● What you have to do: Shift every pixel coordinate in the answers by adding -12 to each value. Reproduce the stretch of the records from the line containing "at the building" through the end of the records, with the requests included and those adjusted coordinates in place.

● Supplied records:
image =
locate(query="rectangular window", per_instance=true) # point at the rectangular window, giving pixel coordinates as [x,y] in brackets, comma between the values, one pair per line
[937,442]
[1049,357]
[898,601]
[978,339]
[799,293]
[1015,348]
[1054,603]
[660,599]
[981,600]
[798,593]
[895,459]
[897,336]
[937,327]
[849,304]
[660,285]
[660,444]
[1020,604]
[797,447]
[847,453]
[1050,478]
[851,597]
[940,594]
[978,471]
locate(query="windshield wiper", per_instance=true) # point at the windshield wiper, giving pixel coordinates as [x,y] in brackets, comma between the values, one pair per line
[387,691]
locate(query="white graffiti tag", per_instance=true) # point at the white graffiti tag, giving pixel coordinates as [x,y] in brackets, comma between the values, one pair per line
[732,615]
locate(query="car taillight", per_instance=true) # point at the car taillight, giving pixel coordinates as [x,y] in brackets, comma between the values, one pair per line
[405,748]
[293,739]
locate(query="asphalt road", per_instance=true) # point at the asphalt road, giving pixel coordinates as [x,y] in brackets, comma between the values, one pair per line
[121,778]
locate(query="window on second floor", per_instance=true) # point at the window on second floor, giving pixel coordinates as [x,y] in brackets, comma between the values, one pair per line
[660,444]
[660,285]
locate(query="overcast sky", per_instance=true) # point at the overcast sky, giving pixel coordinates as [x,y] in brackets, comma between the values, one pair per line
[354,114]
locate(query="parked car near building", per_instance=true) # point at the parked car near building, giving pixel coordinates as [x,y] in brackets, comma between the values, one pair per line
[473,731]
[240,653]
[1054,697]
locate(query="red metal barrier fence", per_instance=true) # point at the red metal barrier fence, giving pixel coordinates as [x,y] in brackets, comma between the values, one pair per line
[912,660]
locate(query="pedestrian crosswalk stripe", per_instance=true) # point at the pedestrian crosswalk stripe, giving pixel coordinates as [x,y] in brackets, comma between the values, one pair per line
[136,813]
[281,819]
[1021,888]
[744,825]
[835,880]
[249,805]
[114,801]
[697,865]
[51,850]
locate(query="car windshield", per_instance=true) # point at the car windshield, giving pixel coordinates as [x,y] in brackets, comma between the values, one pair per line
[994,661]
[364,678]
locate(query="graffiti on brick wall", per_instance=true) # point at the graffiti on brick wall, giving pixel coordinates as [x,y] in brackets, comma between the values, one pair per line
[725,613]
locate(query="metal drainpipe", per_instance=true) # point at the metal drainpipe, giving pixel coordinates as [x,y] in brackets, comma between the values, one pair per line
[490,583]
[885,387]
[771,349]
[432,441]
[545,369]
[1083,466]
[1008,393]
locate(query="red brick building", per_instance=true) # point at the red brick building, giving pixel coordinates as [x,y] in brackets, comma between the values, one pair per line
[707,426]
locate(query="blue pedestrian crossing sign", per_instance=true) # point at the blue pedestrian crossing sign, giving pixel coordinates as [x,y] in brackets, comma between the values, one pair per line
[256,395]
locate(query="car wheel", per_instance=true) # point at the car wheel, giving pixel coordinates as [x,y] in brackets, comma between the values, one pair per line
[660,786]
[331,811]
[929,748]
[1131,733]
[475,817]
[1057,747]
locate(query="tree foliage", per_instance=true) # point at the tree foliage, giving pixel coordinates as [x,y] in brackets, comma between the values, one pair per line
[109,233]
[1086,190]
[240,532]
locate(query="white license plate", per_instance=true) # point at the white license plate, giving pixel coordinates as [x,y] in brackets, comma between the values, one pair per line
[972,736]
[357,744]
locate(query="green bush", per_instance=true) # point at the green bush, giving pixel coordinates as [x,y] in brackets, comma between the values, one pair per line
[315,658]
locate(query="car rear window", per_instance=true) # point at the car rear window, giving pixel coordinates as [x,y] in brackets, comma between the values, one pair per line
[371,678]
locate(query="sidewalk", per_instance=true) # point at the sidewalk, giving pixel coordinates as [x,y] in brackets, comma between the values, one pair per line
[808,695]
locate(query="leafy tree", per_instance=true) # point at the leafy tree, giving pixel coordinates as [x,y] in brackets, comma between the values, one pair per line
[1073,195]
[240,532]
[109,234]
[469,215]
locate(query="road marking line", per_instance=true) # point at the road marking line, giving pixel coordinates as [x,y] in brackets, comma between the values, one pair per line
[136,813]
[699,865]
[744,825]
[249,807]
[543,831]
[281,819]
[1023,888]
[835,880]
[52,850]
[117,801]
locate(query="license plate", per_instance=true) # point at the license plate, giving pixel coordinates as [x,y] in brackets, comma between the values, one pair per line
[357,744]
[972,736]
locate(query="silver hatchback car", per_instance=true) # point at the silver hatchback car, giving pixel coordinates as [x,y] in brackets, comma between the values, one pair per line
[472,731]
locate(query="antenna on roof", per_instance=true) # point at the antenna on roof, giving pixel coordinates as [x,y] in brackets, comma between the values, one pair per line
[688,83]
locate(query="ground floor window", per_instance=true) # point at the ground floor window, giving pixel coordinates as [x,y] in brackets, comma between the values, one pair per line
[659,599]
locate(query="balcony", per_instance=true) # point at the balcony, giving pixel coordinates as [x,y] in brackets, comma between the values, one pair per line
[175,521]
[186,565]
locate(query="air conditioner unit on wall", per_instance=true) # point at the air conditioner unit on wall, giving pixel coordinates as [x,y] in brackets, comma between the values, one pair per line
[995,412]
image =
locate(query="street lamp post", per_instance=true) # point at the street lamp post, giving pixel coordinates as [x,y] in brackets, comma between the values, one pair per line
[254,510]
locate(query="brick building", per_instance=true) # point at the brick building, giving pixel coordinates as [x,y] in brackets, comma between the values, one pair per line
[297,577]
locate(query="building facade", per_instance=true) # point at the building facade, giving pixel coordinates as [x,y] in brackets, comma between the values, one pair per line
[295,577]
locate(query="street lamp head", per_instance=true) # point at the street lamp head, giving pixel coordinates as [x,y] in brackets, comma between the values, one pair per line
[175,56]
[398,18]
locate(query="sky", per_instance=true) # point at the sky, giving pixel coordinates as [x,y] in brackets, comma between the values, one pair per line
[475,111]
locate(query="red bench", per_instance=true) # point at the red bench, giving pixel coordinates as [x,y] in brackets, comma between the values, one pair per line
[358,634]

● Full output:
locate(query="building facade", per_instance=true) # point at the building facade, giving pixel coordinates as [x,y] in brackets, comma between the values, one pair per line
[283,565]
locate(query="street lamp head", per_instance=true) # point at the street lamp head, giving pixel coordinates as [x,y] in brackets, comma between the values, one pair per line
[163,44]
[386,6]
locate(query="sky", per_instance=true) # point at the sky, giving pixel coordinates as [x,y] in brackets, comma between the values, one pair per line
[463,99]
locate(query="red bench", per_instance=true) # point at the red bench, giving pixel coordinates as [x,y] in brackets, comma between the values, one pair per line
[346,622]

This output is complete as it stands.